# 2006 Trek 1200



## AppleCyclingComputer (Aug 3, 2005)

I was told by my LBS that they would be getting the 2006 Trek 1200 sometime next week. Has anyone seen this bike yet? If so, how do the specs compare with the previous model? Pics?


----------



## AppleCyclingComputer (Aug 3, 2005)

Still no luck finding more info on the 1200. I wrote an e-mail to Trek, but I won't hold my breath on a response. I did find a 2006 Trek 1000 on ebay.


----------



## boris the blade (Aug 5, 2004)

I dont think that the 2006 1200s have been recieved by trek yet. As for the 1000 I know it went up $60 and the parts are the same.


----------



## AppleCyclingComputer (Aug 3, 2005)

Update: I still haven't gotten any new info on the 1200. However, I got curious as to what Trek has hidden on its website, so I did a google search. Type the following into google to see the 2006 Trek bikes coming out (still no 1200, and a few other models are missing).

2006 site:www2.trekbikes.com

I think the 2006 Team Time Trial is the coolest of the bikes turned up by the search, but I wonder if it's the TTTx team Disco used in the Tour this year (the specs don't mention anything about boron).


----------

(What is asked)
- a) Decide whether each statement agrees with the Trek 1200 thread, and support each yes or no by quoting the deciding words: (i) boris the blade reports that the 1000 went up $60 with the same parts; (ii) the Google search turned up the 2006 Trek 1200; (iii) the specs of the 2006 Team Time Trial mention boron.
- b) Rewrite the stretch of records from the start through the line containing "[0,184,117,258]", changing "go through" to "scan" and leaving everything else the same.
The thread and the records were taken from separate sources.

(Listed records)
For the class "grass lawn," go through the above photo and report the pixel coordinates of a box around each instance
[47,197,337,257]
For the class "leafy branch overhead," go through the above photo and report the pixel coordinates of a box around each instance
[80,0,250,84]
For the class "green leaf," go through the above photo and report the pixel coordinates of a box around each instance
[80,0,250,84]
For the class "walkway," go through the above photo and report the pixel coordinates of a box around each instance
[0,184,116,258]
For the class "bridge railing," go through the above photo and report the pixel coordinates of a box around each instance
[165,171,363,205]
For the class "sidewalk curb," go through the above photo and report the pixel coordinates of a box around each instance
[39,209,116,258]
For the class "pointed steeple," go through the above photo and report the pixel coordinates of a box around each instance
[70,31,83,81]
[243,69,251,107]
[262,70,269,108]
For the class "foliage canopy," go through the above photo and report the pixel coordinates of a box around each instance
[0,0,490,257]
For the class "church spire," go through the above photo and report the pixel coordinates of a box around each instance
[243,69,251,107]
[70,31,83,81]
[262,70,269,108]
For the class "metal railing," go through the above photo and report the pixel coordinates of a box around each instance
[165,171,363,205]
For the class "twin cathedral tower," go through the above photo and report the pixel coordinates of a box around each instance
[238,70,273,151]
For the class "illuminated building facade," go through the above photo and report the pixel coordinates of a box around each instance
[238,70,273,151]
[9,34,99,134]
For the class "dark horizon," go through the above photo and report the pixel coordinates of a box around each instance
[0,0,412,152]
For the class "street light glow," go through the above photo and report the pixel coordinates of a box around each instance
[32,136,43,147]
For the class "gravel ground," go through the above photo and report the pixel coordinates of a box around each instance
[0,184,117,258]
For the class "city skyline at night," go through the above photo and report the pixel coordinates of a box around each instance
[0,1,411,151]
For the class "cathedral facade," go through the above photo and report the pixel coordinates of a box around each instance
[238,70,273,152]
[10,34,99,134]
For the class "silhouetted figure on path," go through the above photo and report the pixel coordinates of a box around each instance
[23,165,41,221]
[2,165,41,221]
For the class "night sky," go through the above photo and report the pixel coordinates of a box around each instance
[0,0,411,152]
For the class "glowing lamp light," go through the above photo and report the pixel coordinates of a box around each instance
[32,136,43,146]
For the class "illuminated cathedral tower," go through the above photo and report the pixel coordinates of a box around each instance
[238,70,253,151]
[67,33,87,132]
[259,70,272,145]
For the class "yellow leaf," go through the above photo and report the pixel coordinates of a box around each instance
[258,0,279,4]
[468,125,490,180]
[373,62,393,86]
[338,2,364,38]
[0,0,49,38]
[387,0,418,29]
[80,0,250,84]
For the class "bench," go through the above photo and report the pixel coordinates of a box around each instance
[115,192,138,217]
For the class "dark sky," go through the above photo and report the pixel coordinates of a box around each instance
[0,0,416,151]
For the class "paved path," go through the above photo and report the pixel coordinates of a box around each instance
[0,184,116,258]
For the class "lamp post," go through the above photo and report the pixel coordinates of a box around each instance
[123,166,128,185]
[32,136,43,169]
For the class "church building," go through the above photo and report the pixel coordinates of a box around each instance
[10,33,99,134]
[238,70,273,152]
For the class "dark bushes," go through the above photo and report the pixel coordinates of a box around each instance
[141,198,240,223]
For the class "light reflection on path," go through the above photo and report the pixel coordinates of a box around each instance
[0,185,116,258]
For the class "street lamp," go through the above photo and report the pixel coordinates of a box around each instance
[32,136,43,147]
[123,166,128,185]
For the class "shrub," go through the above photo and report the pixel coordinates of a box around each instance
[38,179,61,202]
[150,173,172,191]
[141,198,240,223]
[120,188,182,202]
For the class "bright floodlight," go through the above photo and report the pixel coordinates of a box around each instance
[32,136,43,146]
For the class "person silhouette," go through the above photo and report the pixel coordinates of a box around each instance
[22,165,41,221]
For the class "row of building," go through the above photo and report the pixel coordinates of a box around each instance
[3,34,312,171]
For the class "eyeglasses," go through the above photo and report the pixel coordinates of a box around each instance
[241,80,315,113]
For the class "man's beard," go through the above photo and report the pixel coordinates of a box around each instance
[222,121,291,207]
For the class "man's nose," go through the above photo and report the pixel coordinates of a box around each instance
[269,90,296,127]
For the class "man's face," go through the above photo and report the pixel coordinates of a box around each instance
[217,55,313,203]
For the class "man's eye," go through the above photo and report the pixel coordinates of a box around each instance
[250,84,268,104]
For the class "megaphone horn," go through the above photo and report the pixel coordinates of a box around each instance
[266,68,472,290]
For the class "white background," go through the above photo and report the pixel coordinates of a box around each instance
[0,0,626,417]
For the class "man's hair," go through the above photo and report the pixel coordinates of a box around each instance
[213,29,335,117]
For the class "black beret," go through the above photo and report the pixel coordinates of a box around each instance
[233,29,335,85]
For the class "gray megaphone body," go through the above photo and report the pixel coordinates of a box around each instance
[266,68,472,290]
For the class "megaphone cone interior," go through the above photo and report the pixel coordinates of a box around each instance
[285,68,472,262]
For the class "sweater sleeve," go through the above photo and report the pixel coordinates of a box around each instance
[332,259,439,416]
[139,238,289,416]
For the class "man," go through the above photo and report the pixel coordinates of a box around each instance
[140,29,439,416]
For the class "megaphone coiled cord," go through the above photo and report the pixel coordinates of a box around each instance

(Solutions)
- a)
(i) Yes: "As for the 1000 I know it went up $60 and the parts are the same."
(ii) No: "(still no 1200, and a few other models are missing)"
(iii) No: "the specs don't mention anything about boron"

- b)
For the class "grass lawn," scan the above photo and report the pixel coordinates of a box around each instance
[47,197,337,257]
For the class "leafy branch overhead," scan the above photo and report the pixel coordinates of a box around each instance
[80,0,250,84]
For the class "green leaf," scan the above photo and report the pixel coordinates of a box around each instance
[80,0,250,84]
For the class "walkway," scan the above photo and report the pixel coordinates of a box around each instance
[0,184,116,258]
For the class "bridge railing," scan the above photo and report the pixel coordinates of a box around each instance
[165,171,363,205]
For the class "sidewalk curb," scan the above photo and report the pixel coordinates of a box around each instance
[39,209,116,258]
For the class "pointed steeple," scan the above photo and report the pixel coordinates of a box around each instance
[70,31,83,81]
[243,69,251,107]
[262,70,269,108]
For the class "foliage canopy," scan the above photo and report the pixel coordinates of a box around each instance
[0,0,490,257]
For the class "church spire," scan the above photo and report the pixel coordinates of a box around each instance
[243,69,251,107]
[70,31,83,81]
[262,70,269,108]
For the class "metal railing," scan the above photo and report the pixel coordinates of a box around each instance
[165,171,363,205]
For the class "twin cathedral tower," scan the above photo and report the pixel coordinates of a box around each instance
[238,70,273,151]
For the class "illuminated building facade," scan the above photo and report the pixel coordinates of a box around each instance
[238,70,273,151]
[9,34,99,134]
For the class "dark horizon," scan the above photo and report the pixel coordinates of a box around each instance
[0,0,412,152]
For the class "street light glow," scan the above photo and report the pixel coordinates of a box around each instance
[32,136,43,147]
For the class "gravel ground," scan the above photo and report the pixel coordinates of a box around each instance
[0,184,117,258]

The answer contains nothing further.